## JOB
Please extract lines from the listing below and reproduce them unchanged, starting at the line that contains "the woman's neck" and stopping after the line that contains "x=269 y=176". Give only those lines.

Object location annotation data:
****
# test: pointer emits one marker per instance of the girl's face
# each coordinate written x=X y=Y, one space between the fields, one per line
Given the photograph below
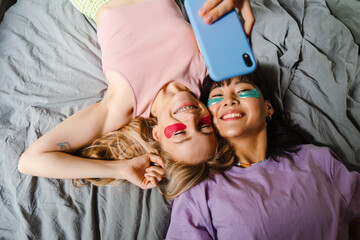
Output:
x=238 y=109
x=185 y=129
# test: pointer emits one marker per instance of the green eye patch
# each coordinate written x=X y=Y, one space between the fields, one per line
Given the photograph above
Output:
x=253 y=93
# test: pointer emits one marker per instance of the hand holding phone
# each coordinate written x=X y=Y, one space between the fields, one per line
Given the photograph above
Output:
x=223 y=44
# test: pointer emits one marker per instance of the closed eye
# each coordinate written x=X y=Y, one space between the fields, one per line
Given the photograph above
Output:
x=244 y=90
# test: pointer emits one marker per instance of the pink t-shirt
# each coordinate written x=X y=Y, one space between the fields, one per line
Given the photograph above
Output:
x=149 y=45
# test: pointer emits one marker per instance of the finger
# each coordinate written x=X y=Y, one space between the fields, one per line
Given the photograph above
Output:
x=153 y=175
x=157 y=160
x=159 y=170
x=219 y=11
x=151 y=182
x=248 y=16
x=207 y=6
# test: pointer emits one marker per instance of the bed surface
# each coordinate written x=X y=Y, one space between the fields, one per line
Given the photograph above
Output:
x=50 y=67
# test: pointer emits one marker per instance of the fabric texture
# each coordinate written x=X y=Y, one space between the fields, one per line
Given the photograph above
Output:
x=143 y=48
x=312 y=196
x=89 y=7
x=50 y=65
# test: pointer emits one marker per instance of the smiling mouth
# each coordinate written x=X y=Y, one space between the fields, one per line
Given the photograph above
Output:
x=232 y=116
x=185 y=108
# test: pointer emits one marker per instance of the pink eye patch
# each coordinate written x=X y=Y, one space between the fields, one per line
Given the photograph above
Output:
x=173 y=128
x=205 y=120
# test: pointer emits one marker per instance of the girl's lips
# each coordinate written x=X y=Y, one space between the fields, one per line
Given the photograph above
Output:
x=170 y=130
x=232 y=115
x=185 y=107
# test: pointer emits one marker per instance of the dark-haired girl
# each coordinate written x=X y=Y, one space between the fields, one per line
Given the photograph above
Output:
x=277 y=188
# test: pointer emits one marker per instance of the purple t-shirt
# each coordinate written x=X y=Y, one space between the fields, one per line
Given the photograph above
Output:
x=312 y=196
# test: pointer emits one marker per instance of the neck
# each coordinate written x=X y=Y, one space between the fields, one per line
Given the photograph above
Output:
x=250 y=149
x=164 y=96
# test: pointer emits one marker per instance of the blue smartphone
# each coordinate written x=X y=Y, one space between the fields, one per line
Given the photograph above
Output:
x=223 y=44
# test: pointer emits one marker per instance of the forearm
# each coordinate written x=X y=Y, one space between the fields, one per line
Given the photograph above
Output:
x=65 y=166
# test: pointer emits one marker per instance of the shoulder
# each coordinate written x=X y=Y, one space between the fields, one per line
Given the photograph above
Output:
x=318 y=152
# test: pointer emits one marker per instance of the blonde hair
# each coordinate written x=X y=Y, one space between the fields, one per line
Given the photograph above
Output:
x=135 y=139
****
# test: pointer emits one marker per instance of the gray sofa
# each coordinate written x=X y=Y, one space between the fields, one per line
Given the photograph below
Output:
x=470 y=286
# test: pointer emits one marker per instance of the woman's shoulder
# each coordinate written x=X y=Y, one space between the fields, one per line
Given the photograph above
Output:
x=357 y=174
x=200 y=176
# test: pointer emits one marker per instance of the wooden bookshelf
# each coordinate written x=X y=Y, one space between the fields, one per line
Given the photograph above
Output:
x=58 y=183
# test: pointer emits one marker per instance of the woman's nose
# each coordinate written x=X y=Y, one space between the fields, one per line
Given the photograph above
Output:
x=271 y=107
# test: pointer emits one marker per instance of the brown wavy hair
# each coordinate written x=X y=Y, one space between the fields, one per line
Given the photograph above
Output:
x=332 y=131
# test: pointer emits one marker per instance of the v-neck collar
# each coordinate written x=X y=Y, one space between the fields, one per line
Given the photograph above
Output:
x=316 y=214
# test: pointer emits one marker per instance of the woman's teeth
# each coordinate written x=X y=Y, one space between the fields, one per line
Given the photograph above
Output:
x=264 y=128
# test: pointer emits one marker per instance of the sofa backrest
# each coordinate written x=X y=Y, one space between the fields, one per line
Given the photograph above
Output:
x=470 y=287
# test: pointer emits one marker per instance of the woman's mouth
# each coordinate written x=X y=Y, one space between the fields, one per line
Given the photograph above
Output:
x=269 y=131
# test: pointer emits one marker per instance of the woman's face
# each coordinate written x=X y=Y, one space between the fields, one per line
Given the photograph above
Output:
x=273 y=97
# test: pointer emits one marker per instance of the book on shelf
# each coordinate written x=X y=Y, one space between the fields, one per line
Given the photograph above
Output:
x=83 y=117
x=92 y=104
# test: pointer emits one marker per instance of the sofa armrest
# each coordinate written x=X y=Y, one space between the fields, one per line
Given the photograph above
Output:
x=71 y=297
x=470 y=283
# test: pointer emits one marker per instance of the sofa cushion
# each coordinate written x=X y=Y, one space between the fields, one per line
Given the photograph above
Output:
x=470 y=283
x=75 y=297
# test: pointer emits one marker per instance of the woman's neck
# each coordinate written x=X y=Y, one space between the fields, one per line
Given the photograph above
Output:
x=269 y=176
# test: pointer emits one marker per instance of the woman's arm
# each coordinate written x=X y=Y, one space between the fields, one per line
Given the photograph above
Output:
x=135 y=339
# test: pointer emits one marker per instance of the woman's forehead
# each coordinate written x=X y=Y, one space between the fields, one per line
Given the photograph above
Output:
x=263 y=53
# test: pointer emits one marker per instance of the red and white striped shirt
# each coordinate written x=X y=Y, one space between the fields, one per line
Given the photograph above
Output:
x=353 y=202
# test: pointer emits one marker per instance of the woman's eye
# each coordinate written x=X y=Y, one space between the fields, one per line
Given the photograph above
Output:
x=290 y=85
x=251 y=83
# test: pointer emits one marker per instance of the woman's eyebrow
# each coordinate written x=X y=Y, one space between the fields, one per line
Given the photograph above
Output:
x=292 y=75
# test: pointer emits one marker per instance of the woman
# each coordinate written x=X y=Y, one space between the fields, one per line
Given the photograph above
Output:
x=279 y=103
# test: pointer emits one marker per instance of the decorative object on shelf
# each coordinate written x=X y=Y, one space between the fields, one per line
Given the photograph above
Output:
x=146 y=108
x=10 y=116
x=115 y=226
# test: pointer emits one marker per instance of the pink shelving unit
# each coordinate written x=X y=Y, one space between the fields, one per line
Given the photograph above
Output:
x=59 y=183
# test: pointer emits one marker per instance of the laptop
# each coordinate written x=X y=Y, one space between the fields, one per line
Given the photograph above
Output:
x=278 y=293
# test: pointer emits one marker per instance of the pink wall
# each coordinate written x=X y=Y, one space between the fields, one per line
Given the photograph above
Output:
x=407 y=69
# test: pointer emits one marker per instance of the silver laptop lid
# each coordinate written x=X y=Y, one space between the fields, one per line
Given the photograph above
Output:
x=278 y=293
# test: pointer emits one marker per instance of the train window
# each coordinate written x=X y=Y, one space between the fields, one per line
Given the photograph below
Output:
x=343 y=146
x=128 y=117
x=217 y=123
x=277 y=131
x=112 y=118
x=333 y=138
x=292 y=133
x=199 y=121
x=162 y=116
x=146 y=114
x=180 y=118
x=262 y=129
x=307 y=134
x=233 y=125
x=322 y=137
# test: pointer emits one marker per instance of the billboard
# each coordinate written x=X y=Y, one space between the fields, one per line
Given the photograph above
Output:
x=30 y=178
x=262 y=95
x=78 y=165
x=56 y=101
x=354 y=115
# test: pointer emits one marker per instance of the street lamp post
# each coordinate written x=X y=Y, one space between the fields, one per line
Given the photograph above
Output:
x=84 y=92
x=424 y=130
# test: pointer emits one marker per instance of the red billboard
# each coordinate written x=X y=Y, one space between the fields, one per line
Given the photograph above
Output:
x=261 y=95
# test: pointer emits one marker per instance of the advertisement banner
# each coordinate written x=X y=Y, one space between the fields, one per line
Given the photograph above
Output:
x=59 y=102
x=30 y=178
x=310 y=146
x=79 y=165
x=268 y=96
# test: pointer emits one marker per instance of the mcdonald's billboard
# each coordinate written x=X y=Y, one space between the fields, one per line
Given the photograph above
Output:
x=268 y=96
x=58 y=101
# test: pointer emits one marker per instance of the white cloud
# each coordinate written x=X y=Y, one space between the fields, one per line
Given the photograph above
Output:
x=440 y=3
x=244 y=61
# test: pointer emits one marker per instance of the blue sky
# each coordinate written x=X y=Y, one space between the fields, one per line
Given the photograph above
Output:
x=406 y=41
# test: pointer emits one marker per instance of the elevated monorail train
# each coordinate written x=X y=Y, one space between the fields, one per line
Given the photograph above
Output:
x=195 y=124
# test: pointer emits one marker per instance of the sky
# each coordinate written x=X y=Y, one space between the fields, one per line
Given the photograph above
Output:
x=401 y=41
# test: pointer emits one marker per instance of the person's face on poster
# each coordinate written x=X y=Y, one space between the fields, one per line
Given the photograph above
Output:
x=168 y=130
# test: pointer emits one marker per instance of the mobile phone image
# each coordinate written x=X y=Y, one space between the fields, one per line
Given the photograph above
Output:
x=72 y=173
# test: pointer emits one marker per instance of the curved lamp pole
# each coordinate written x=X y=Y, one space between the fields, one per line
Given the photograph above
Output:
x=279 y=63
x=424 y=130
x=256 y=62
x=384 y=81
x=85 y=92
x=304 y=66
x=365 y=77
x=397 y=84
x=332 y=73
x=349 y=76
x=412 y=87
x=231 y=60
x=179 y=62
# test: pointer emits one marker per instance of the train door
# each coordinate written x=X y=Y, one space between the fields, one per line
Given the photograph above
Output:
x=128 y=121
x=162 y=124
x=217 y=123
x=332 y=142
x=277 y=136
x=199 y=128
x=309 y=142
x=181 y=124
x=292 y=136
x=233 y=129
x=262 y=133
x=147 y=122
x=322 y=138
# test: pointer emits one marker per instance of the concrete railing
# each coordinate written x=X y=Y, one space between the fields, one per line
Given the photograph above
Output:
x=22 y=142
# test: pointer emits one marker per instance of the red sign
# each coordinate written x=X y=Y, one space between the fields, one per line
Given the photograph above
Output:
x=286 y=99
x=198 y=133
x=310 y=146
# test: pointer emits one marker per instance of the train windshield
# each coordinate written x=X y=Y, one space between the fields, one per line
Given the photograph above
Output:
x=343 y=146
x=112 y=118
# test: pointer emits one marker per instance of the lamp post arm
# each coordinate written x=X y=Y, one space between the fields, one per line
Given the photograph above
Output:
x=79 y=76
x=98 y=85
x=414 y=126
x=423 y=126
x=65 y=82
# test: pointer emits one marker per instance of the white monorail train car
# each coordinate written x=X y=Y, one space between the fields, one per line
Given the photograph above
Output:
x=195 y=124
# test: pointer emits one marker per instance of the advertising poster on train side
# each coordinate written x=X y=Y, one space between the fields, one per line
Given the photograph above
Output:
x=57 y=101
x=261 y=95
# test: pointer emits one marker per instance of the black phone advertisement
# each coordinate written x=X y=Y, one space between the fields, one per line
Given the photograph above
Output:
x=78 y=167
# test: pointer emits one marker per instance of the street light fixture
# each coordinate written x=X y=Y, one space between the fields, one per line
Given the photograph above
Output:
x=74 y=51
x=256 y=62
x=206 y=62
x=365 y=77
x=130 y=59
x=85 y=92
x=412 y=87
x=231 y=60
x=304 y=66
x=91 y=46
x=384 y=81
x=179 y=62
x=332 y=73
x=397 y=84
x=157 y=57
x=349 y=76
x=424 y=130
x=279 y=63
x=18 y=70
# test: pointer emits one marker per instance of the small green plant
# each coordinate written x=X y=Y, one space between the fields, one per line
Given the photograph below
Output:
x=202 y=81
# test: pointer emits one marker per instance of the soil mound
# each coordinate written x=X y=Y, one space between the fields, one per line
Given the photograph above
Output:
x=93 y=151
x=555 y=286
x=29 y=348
****
## THE RESULT
# test: pointer emits one marker per instance of the woman's neck
# each coordinate written x=X y=Y, one space between the fields, one per line
Given the photograph above
Output:
x=269 y=176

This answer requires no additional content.